DOCUMENT.

Until the Saturday Night Live skit blew their cover, all the major networks appeared to be biasing their news coverage to promote the Obama candidacy. Among the journalistic devices commonly employed, negative revelations about him have been shifted onto Clinton. For instance, shortly after she raised the Rezko matter during the South Carolina debate, the Today Show's Matt Lauer confronted the New York senator with a photo taken in the1990s. The picture depicted her with President Clinton posing with Rezko at an event. There was no evidence that either husband or wife had any history with the indicted developer, and a sleepy-eyed candidate told Lauer that she's appeared in thousands of such photos during her years of public life. Regardless, Lauer's terse questioning suggested a sinister intent. The trick was employed in reporting Obama's apparent plagiarism of a speech in Wisconsin, when Nightly News dug up separate video clips showing Clinton and her husband both reciting the same two-line passage from the bible. This was offered as evidence that her opponent's uncredited use of Governor Deval Patrick's "Just Words" speech in 2006 was nothing out of the ordinary.

A few other examples of media bias are worth noting. On the night before the New Hampshire primary, NBC anchor Brian Williams followed Obama on the campaign trail, flashing a Newsweek cover of the senator while uttering superlatives about his meteoric rise to notoriety. Williams acted like someone undergoing a spiritual epiphany. During the same broadcast, Andrea Mitchell described the Clinton campaign as broke, desperate, and ablaze with in-fighting. She continued with this theme the following night, assuring viewers that Clinton's three-point lead in the vote tally would eventually evaporate. It didn't.

Shortly before Super Tuesday, both Mitchell and Meet the Press host Tim Russert claimed on Nightly News that the leadership of the Democratic Party was "mad as hell" at Bill Clinton and lining up to back the Illinois senator. No sources were offered to corroborate this bombshell allegation. Russert went on to explain that Ted and Caroline Kennedy's recent endorsement of Obama represented a sea change in the election, adding that because Ted's brother Bobby Kennedy had been friends with Cesar Chavez, founder of the United Farmworkers, the endorsement should pave the way for Obama capturing the Latino vote.

What NBC's crack team of reporters failed to mention was that three of Bobby Kennedy's own children, as well as the son of Cesar Chavez and the United Farmworkers union itself had already endorsed Clinton. In Nevada, Latinos in the 60,000-strong Culinary Workers Union had defied their white male leadership's endorsement of Obama and helped Clinton win the caucus there. Yet while the Florida primary was showing Clinton with a 15 point lead in the polls, over at CNN, fill-in anchor Bob Acosta was declaring the Obama campaign a "runaway train" after its big South Carolina victory.

DIRECTIVE 1. Could you reproduce the entries word for word, from the line containing "I need to verify whether any shirt collar" up to and including the line containing "248;275;311;304"?

WORKING DATA.
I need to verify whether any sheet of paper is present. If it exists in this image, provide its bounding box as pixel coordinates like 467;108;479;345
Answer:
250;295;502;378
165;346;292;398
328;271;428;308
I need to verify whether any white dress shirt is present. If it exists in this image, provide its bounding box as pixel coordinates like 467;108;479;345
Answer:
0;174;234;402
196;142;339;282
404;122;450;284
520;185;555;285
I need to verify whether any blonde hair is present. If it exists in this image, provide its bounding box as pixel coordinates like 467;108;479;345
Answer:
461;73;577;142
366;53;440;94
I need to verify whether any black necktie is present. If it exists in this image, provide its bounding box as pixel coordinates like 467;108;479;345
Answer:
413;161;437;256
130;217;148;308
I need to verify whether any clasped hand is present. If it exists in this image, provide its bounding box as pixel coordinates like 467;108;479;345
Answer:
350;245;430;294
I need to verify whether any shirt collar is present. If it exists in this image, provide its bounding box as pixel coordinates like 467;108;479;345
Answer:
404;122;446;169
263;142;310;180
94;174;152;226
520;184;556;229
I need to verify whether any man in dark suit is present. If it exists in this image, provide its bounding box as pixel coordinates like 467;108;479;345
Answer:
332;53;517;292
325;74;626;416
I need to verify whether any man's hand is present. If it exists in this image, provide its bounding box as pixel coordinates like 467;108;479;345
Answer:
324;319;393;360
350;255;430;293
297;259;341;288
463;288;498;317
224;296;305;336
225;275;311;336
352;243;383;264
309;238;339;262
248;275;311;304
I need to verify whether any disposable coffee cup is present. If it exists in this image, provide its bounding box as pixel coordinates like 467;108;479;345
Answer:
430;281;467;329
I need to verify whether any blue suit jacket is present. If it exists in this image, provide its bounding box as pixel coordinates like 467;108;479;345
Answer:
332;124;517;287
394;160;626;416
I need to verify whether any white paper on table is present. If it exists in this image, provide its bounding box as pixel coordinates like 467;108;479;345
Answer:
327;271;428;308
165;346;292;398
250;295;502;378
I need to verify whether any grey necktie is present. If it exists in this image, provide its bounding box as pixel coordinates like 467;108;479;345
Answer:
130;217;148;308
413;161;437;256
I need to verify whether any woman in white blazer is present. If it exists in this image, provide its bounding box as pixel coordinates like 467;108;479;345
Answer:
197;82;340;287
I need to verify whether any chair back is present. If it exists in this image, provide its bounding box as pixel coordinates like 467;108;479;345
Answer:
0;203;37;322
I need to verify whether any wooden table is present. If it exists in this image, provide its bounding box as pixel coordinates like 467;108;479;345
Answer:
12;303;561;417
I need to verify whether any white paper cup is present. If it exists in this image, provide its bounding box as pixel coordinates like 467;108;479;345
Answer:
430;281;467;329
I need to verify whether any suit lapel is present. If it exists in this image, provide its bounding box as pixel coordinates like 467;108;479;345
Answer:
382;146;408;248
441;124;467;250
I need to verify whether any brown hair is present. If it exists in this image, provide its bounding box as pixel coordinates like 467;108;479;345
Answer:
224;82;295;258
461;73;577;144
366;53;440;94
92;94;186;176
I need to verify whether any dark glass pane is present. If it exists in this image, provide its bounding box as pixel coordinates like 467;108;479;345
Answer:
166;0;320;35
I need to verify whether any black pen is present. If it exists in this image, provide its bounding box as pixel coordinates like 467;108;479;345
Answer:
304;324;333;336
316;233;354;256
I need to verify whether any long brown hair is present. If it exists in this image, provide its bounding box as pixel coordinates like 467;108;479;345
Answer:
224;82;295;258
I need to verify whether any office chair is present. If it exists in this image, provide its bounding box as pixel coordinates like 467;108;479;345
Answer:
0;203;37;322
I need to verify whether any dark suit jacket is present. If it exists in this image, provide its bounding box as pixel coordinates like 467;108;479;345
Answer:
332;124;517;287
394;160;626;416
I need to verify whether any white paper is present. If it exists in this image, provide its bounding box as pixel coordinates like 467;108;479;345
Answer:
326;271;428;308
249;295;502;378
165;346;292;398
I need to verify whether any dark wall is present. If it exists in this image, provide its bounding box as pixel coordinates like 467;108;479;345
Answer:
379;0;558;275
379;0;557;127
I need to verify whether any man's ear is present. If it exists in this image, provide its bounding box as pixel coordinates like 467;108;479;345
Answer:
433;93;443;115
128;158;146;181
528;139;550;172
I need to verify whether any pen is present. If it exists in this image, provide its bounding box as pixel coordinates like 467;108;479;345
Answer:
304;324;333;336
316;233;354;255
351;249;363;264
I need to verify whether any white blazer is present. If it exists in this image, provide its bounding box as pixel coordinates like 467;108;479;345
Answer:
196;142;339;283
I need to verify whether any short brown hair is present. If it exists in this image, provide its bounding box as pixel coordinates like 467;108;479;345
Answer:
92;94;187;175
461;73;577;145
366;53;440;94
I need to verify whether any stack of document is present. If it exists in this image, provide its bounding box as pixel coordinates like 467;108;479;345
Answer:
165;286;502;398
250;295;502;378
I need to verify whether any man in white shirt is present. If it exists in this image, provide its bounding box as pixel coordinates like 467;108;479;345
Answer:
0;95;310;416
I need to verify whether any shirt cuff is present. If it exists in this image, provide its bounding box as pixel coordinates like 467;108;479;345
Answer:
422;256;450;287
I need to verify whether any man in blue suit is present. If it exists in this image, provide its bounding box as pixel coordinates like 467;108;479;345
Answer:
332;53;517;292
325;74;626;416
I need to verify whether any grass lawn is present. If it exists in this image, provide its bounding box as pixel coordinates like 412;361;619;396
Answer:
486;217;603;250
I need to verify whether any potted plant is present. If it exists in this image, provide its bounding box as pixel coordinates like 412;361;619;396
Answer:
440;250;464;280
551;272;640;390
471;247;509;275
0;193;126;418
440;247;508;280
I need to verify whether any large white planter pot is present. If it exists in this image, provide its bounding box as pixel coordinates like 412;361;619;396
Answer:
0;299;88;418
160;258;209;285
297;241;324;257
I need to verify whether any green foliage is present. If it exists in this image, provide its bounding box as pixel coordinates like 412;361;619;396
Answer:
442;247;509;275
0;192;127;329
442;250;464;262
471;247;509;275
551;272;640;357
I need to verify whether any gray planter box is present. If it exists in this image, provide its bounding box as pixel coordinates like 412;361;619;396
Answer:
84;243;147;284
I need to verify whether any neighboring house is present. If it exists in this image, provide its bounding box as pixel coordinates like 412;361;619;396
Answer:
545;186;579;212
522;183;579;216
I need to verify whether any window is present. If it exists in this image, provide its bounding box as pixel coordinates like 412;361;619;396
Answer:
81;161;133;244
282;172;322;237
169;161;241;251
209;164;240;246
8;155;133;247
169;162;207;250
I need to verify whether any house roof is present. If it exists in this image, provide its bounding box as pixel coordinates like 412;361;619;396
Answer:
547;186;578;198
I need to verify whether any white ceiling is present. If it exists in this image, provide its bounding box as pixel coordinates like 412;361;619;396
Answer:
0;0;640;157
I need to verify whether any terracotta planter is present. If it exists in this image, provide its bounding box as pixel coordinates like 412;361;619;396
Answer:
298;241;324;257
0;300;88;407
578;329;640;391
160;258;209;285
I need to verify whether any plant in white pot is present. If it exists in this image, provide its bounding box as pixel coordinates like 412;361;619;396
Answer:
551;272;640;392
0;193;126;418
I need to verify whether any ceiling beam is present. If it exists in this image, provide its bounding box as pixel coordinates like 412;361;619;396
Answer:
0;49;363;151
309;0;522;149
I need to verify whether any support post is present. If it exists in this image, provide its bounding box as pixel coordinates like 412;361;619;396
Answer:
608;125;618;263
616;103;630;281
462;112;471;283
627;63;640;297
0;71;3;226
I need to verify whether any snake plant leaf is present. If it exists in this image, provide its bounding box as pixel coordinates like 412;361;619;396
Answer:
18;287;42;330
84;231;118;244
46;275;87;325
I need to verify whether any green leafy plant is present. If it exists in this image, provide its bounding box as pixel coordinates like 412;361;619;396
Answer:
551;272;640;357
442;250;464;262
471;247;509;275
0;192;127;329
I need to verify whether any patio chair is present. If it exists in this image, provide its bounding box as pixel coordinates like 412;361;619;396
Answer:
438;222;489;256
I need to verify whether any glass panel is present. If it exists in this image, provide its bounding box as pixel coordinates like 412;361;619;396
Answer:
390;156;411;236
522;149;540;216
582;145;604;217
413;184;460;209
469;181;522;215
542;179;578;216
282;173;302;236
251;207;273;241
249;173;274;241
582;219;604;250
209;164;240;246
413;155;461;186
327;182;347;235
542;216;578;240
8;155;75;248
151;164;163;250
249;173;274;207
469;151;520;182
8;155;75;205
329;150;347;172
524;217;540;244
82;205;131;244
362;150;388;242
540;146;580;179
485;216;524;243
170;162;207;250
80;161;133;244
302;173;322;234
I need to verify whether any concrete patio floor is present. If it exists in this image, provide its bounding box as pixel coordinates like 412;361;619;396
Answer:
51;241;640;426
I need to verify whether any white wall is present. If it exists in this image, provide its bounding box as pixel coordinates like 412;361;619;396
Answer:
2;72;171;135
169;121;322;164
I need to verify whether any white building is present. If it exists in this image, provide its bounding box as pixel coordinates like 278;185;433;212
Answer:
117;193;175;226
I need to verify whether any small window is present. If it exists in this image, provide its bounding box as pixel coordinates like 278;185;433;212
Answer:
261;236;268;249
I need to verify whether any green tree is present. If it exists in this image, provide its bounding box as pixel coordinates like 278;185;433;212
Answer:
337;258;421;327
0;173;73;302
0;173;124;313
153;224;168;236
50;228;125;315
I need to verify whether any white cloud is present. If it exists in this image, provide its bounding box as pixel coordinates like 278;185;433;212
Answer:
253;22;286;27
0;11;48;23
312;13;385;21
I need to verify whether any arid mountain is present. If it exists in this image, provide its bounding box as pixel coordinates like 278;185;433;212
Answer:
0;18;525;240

DIRECTIVE 2. Can you continue the piece on network news coverage of the Obama and Clinton campaigns from where it stops?

RESULT 1.
I need to verify whether any shirt collar is present. If it exists in this image, provide its bounding box as pixel coordinates like 467;108;479;345
Answer:
404;122;446;169
263;142;310;180
94;174;152;226
520;184;556;229
I need to verify whether any man in dark suit is present. If it exists in this image, provide its bounding box as pixel coordinates like 467;108;479;345
Answer:
332;53;517;292
325;74;626;416
I need to verify whether any man's hand is present. If it exists in this image, provide its bounding box as pixel coordinates like 467;108;479;345
Answer:
324;319;393;360
350;255;430;293
297;259;341;288
463;288;498;317
224;296;305;336
225;275;311;336
352;243;383;264
309;238;339;262
248;275;311;304

RESULT 2.
On February 10th, two days before the Maryland-Virginia-D.C. primaries, CBS anchor Katy Couric joined the Clinton-bashing extravaganza with a 60 Minutes segment spiced with multiple questions about how the candidate would deal with losing the election. The contentious exchange followed a Steve Kroft piece on Obama that seemed like an instant replay of the Williams New Hampshire epiphany. At the time CBS ran the two segments, Obama was still trailing Clinton in delegates.

To wit, if there's a runaway train in this race, it isn't either of the candidates. For the past 20 years, media outlets have become increasingly consolidated into chains owned by multinational corporations, so that over time the news, entertainment and advertising divisions have become increasingly indistinguishable from one another. The Dan Rather flap at CBS in 2002 offered an early glimpse into this Orwellian transformation of the public airwaves. The NBC/MSNBC network, which has come under fire for the mysoginist undertones of its cable news programming, is owned by the energy company and defense contractor General Electric. Clinton critic Andrea Mitchell is married to former Federal Reserve chief Alan Greenspan.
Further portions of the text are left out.